►

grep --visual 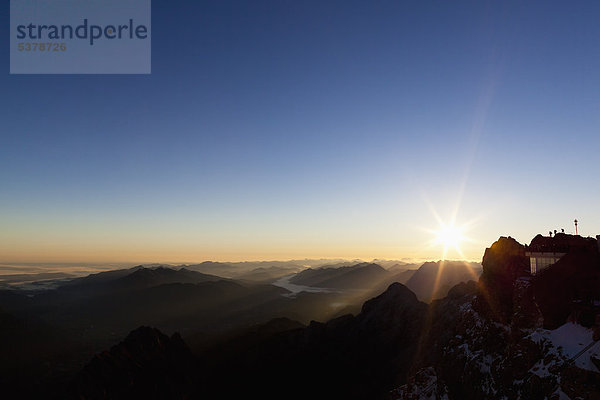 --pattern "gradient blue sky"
[0,0,600,262]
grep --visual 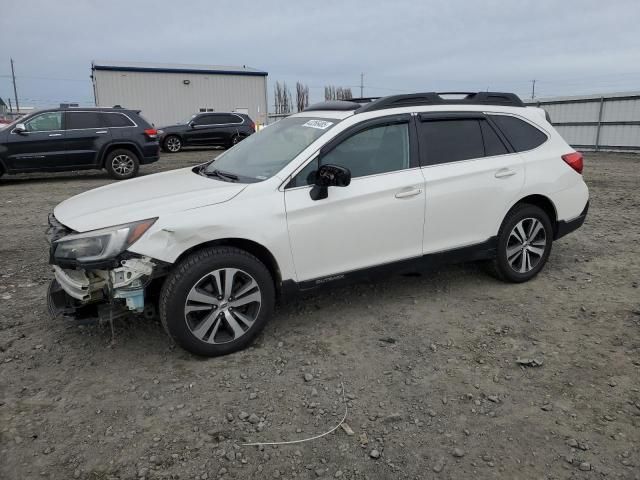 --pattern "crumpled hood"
[53,168,247,232]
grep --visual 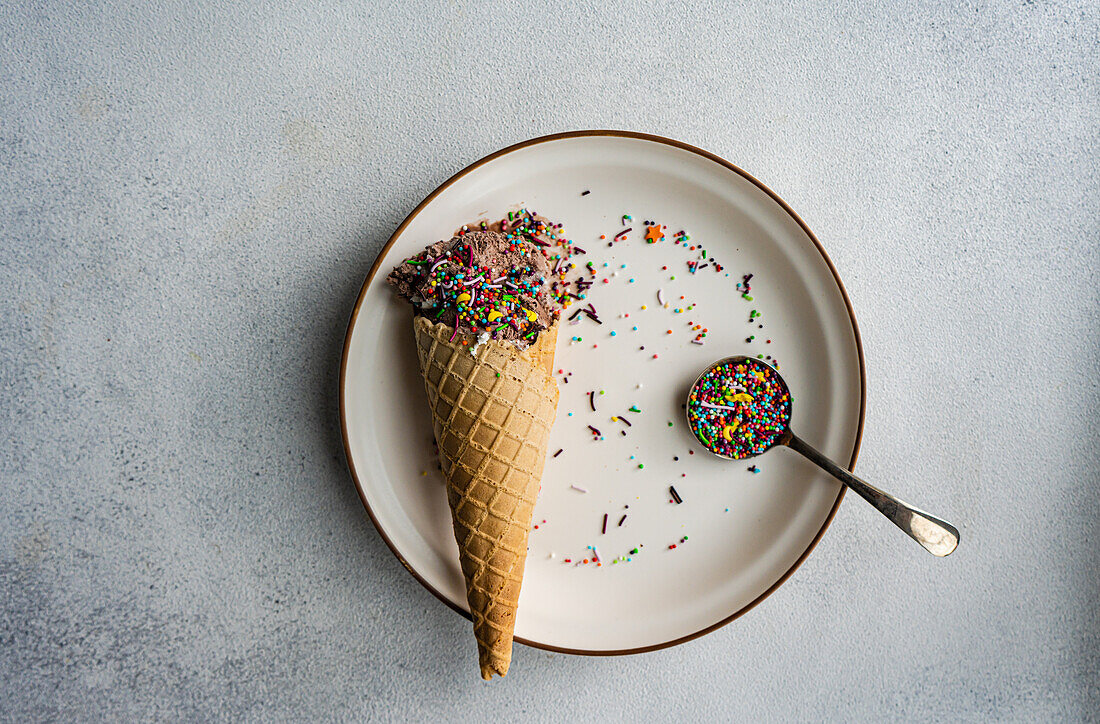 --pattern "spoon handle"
[787,435,959,556]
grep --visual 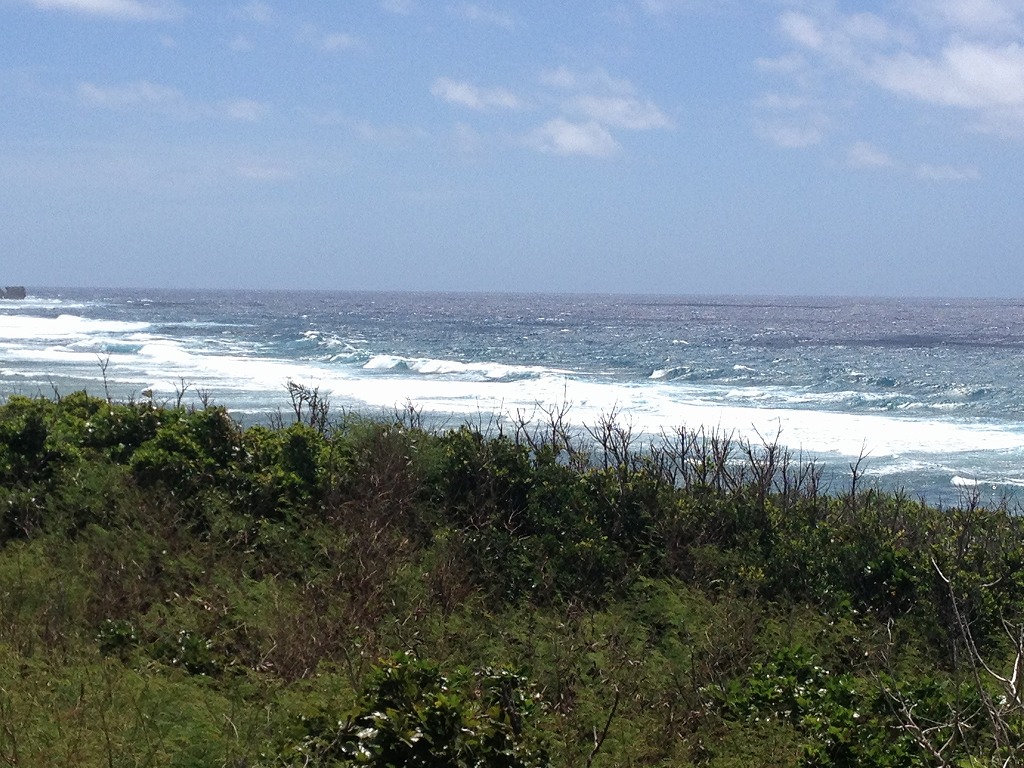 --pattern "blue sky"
[0,0,1024,296]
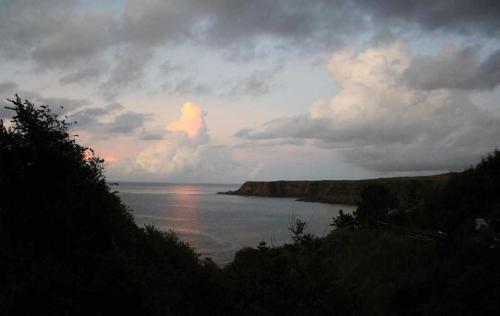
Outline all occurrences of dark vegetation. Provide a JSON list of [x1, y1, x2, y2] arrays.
[[0, 98, 500, 315]]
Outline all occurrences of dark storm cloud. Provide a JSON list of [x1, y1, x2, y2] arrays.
[[235, 43, 500, 171], [403, 47, 500, 90]]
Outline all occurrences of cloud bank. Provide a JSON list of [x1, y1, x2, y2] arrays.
[[236, 42, 500, 171], [109, 102, 252, 181], [0, 0, 500, 99]]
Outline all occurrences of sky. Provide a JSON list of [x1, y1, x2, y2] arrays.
[[0, 0, 500, 183]]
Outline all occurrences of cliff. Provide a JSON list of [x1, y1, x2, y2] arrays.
[[220, 174, 450, 205]]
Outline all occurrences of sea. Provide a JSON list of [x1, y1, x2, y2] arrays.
[[116, 182, 356, 265]]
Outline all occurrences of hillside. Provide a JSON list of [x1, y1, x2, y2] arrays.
[[221, 174, 450, 206]]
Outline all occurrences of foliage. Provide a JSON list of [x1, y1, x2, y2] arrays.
[[0, 96, 225, 315], [330, 210, 359, 230]]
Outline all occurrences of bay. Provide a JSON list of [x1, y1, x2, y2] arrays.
[[116, 182, 356, 265]]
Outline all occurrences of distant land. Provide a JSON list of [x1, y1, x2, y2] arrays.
[[219, 173, 452, 206]]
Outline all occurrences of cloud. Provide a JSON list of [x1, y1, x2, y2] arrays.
[[168, 77, 213, 95], [227, 64, 283, 96], [0, 0, 500, 99], [110, 102, 251, 181], [0, 81, 90, 116], [68, 103, 151, 139], [236, 42, 500, 171], [167, 102, 208, 140], [354, 0, 500, 37], [403, 45, 500, 90]]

◄

§ WHAT TO DO
Write out word for word everything in the listing above from the line that contains "Outline all occurrences of hillside." down to the line that contains "[[0, 96, 225, 315], [330, 210, 359, 230]]", including both of those lines.

§ ANSWER TO THE EXERCISE
Outline all occurrences of hillside. Provide a JSON list of [x1, y1, x2, y2] arrays.
[[221, 174, 450, 206]]
Outline all occurrences of foliage. Provide a JSON list of [x1, y1, x2, y2] arrays.
[[0, 96, 225, 315], [330, 210, 359, 230]]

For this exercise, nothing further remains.